**Activity A:**
In the article on the live events survey, please rewrite the paragraph beginning "It paints a bleak picture" as a short bulleted list that keeps its main facts.
**Activity B:**
List every person named in the article on the live events survey, along with the role the article gives each one.

**Selected text:**
▬▬▬

Bleak outlook for live events without support
30 January 2022
Reporter: Sandra Giorgetti
PLASA and #WeMakeEvents this week released the results of a global survey of the live events industry completed by 1,948 respondents in more than 40 countries.
It paints a bleak picture for a sector beset by skills shortages and scarcity and/or delays in obtaining components, with operators carrying the burden of additional debt taken on to survive the ongoing crisis, and freelancers experiencing significant drops in income of up to 78%.
The negative outlook that emerges predates the arrival of the Omicron variant which put paid to festival seasonal events, and yet shows little confidence of a recovery within six months, with at best cautious optimism for the period that follows. The risk is of not being able to meet the demand for live entertainment and cultural events which is expected to rise.
The position is summarised by Andy Dockerty, managing director of Adlib, who said, “as a busy supplier to live events, the pressures have been immense. COVID and the enforced lockdown resulted in our turnover being down 80% and we had to rely on substantial CBILS loans to honour debt amassed through no fault of our own. These loans enabled the company to stay afloat and have resulted in huge additional monthly repayments. Couple this with rising bills and interest rates triggered by a lack of confidence in the sector from lenders, the industry is heading for a very uncertain 12 months or so.
"When allowed to work, we are capable of recovering quickly, proving the sector to be viable. The negative messaging and Plan B announced by government in December resulted in our sector once again losing 80% of its income for December, January and the majority of February with absolutely no help at all, amassing further debt.
“We believe there is the potential for a busy 2022 from April onwards, however, there is the added factor of huge shortages within the sector resulting in many companies not being able to deliver numerous jobs or capitalise on any opportunities because of the lack of qualified personnel. Although we may be coming out of one crisis, amassed debt, massive staff shortages, rapidly rising overheads and interest rates, product availability and supply chain issues means we are quickly heading into a very different crisis and we will all need help.”
On a broader note, there will also be knock-on effects to a reduced landscape of live events for the hospitality and leisure sectors.
Without prompt government support and business investment, this remains a strong possibility as organisations fold and the workforce which has found work elsewhere stays put leaving live events short of skills.
Chair of PLASA Adam Blaxill talks of a long road to recovery and calls on the UK Government "to recognise the complex challenges we face and assist in the recovery. We are renowned all over the world for what we do; our capability and the quality and creativity of our sector is world class, yet this survey clearly shows that it is being diminished—our capacity is declining and our talent is leaving!”

▬▬▬

**Data for analysis:**
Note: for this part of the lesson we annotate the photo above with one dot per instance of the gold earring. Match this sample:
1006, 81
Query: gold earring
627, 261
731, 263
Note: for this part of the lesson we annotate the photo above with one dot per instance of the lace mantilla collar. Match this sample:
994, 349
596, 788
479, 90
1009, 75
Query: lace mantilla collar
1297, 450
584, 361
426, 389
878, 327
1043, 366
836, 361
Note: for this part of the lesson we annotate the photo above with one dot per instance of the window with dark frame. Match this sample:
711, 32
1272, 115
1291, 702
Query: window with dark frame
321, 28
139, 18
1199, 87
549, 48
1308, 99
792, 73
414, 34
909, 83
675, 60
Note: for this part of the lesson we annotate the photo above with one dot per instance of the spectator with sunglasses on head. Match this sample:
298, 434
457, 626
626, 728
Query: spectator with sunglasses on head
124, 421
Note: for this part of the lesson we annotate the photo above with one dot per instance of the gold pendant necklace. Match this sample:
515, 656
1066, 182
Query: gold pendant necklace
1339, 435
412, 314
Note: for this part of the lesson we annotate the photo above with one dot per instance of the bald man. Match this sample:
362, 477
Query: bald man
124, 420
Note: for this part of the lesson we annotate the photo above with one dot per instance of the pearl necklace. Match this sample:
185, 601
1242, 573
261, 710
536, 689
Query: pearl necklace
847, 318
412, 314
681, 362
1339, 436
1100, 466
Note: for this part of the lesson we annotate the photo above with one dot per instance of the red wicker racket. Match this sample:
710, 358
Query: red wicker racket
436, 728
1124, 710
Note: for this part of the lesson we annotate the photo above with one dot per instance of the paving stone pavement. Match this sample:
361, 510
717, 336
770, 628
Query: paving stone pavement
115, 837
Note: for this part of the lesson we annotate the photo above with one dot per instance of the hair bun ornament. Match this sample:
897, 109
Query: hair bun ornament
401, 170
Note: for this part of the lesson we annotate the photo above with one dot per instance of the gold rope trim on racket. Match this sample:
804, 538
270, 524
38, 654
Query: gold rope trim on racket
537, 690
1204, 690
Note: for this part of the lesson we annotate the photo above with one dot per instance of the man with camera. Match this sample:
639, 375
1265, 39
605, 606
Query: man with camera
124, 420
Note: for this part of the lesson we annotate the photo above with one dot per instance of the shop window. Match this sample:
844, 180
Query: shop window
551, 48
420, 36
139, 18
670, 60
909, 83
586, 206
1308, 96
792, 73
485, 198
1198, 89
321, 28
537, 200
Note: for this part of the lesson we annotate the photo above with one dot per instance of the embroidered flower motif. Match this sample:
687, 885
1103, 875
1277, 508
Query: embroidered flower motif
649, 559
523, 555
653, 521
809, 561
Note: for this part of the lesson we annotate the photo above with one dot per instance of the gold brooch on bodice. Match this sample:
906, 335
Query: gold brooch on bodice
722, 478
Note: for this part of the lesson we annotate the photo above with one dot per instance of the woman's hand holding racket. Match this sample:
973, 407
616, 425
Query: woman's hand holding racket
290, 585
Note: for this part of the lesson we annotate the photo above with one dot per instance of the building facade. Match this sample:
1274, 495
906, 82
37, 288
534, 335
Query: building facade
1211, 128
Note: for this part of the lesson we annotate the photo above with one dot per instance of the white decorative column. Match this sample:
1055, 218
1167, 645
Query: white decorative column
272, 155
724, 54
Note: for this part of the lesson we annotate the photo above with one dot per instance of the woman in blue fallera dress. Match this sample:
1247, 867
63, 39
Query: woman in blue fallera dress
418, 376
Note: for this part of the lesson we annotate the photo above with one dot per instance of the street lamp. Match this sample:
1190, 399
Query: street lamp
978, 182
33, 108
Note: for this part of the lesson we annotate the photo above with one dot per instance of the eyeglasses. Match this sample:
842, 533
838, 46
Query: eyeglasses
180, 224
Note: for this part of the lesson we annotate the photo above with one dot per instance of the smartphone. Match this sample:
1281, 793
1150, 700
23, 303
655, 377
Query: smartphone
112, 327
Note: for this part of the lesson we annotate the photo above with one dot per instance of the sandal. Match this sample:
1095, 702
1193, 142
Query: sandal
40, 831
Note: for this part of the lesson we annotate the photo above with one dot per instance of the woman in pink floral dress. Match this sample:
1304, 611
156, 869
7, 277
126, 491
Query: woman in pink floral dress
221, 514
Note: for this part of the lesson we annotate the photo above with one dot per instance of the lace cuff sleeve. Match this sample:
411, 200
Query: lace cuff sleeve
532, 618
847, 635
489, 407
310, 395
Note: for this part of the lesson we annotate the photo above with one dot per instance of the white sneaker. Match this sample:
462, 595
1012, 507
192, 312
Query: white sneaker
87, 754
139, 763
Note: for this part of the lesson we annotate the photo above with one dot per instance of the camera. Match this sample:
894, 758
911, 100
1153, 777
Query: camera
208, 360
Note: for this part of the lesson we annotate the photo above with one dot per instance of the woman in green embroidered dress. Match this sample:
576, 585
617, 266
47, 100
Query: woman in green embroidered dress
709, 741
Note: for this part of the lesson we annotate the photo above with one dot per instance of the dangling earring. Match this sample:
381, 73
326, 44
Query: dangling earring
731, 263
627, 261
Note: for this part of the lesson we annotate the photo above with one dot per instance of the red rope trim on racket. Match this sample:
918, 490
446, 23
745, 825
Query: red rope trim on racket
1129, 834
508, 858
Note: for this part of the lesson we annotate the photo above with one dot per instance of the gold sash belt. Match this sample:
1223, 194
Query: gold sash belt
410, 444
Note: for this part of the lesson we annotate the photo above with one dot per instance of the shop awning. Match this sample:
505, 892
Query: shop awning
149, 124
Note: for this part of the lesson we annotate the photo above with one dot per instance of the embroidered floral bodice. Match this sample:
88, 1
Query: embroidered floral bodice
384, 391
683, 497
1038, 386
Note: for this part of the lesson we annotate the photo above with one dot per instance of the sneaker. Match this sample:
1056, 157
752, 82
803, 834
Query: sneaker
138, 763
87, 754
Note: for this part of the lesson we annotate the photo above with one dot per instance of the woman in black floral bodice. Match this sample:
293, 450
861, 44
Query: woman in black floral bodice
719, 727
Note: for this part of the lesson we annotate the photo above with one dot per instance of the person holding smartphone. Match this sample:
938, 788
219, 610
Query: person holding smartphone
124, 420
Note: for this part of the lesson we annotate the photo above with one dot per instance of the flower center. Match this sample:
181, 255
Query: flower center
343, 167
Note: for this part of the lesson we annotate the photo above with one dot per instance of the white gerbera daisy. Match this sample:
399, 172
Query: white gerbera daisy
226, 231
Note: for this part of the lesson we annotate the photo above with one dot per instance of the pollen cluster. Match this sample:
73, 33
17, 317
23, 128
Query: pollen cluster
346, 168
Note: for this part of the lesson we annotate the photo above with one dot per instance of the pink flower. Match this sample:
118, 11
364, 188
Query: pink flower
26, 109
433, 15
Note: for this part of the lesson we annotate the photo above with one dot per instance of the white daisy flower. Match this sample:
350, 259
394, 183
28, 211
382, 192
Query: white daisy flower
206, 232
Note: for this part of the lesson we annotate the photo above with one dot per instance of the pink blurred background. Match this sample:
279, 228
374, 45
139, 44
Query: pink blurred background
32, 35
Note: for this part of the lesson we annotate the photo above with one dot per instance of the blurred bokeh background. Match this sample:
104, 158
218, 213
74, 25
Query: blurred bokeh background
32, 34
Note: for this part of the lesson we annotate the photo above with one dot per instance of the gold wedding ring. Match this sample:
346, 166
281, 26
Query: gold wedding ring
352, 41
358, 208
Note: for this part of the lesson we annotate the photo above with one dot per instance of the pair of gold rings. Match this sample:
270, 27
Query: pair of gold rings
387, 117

▬▬▬

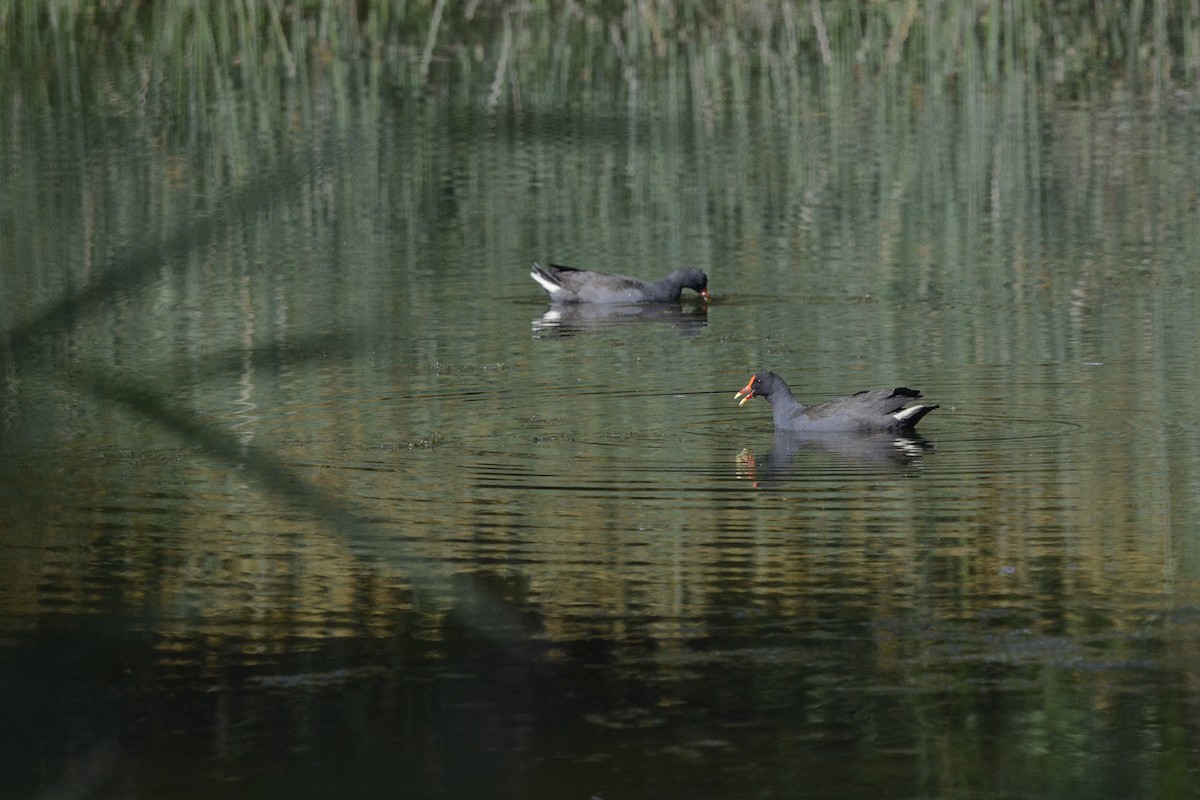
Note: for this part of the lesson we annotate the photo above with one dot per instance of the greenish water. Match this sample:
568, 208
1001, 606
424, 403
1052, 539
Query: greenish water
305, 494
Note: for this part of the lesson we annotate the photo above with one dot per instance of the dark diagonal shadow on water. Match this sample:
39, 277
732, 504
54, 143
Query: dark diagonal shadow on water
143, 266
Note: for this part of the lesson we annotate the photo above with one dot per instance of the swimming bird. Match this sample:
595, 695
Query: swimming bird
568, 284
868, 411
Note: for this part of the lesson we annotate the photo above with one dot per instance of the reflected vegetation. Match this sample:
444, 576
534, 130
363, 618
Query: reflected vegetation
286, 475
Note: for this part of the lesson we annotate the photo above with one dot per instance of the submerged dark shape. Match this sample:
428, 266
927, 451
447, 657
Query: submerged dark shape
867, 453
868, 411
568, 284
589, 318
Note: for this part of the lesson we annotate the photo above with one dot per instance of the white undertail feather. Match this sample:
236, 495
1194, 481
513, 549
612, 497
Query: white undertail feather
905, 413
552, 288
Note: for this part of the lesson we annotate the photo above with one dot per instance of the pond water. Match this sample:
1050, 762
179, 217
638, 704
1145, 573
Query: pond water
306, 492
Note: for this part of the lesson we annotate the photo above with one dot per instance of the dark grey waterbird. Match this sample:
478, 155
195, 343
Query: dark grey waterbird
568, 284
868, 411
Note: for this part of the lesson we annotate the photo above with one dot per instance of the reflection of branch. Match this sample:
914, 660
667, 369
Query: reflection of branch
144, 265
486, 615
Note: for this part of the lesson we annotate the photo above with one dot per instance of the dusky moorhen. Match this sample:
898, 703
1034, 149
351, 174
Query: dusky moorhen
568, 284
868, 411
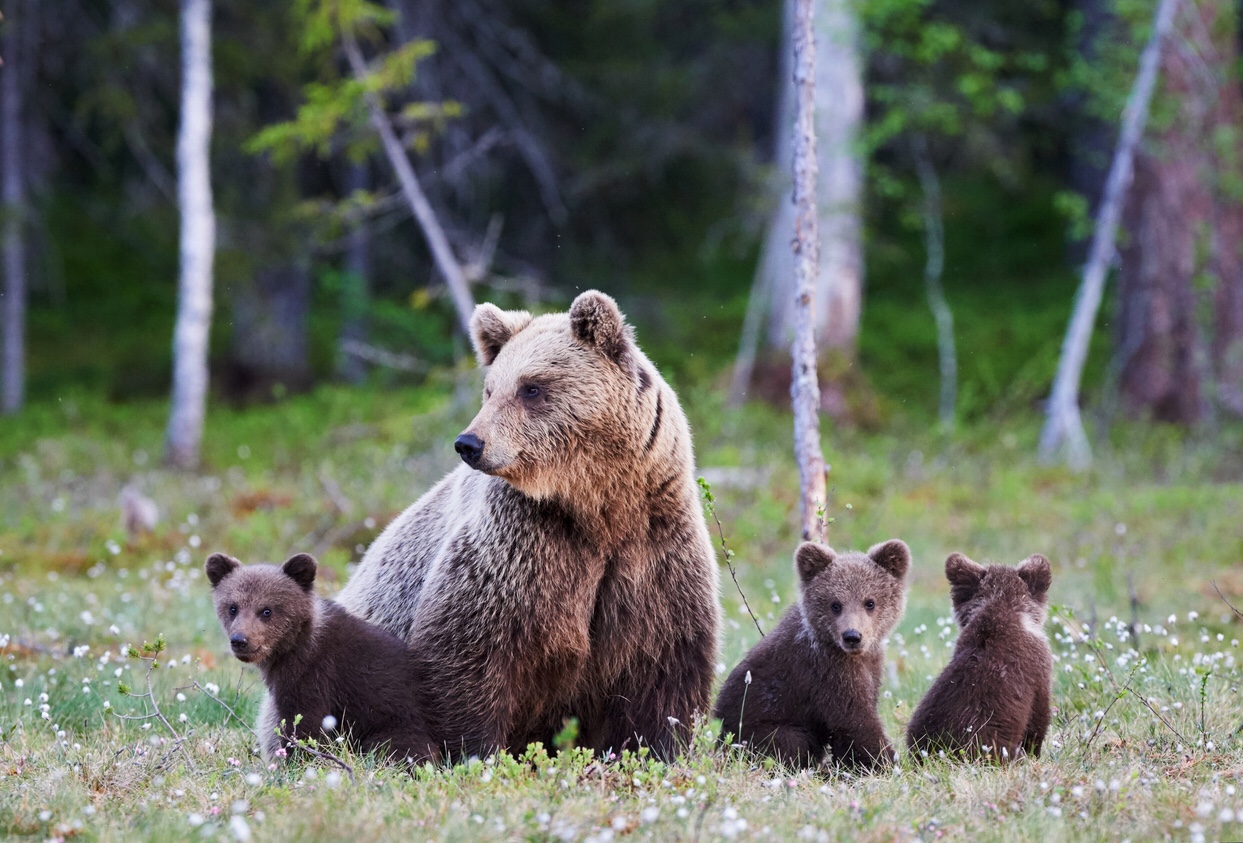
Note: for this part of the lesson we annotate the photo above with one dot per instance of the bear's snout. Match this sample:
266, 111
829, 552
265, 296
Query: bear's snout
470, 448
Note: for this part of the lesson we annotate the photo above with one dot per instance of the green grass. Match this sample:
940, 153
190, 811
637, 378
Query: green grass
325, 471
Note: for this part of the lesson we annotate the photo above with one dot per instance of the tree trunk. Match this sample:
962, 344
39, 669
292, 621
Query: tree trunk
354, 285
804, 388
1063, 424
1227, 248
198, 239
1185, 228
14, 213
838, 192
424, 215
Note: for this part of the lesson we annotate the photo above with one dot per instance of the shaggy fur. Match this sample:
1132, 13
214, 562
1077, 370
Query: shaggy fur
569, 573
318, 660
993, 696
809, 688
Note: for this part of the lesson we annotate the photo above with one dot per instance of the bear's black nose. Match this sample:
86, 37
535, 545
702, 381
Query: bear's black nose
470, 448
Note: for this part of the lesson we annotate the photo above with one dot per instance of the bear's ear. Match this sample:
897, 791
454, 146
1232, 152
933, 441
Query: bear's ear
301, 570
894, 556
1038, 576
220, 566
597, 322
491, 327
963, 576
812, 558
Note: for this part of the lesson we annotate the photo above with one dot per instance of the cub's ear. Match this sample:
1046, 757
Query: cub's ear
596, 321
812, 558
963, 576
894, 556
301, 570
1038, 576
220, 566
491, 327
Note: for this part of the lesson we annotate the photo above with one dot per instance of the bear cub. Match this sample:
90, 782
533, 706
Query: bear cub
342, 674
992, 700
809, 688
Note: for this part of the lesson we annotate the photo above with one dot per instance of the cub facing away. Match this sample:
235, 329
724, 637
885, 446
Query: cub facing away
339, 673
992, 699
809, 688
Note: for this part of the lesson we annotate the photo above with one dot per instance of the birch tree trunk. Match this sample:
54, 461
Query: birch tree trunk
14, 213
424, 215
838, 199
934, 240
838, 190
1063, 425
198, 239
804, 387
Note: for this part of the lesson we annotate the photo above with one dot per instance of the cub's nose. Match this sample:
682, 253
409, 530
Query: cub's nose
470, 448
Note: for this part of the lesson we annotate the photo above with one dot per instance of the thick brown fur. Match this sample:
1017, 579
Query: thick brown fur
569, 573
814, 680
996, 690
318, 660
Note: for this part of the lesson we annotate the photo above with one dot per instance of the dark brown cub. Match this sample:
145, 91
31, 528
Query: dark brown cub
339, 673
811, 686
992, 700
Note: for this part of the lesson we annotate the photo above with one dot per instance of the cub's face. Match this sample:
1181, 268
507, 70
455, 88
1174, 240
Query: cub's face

▬▬▬

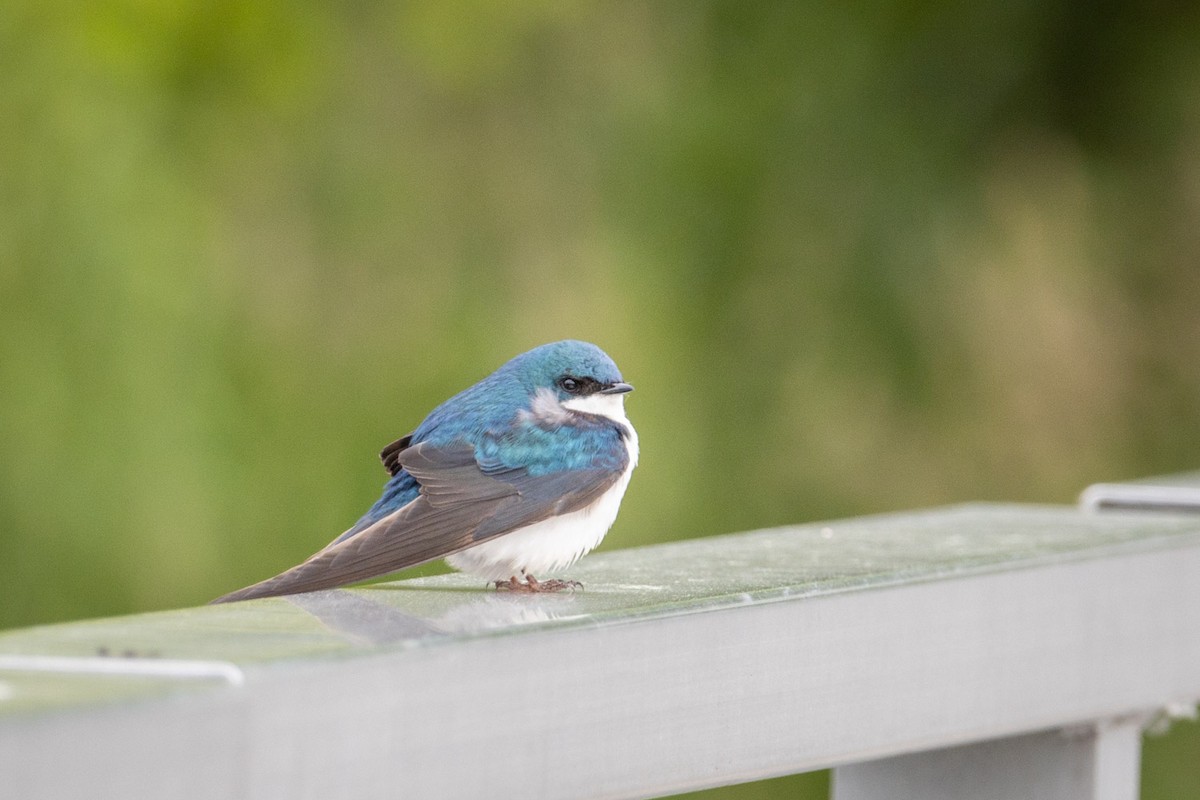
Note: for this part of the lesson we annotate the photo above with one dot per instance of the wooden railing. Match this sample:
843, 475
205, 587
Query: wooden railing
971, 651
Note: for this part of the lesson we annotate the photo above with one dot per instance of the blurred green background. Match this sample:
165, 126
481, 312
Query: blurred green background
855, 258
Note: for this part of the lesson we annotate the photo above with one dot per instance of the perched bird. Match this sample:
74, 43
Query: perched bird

▬▬▬

**Final answer A:**
- The survey shows a bleak picture for the live events sector.
- The sector faces skills shortages.
- Components are scarce, delayed, or both.
- Operators carry additional debt taken on to survive the ongoing crisis.
- Freelancers have seen significant drops in income of up to 78%.

**Final answer B:**
- Sandra Giorgetti: Reporter
- Andy Dockerty: Managing director of Adlib
- Adam Blaxill: Chair of PLASA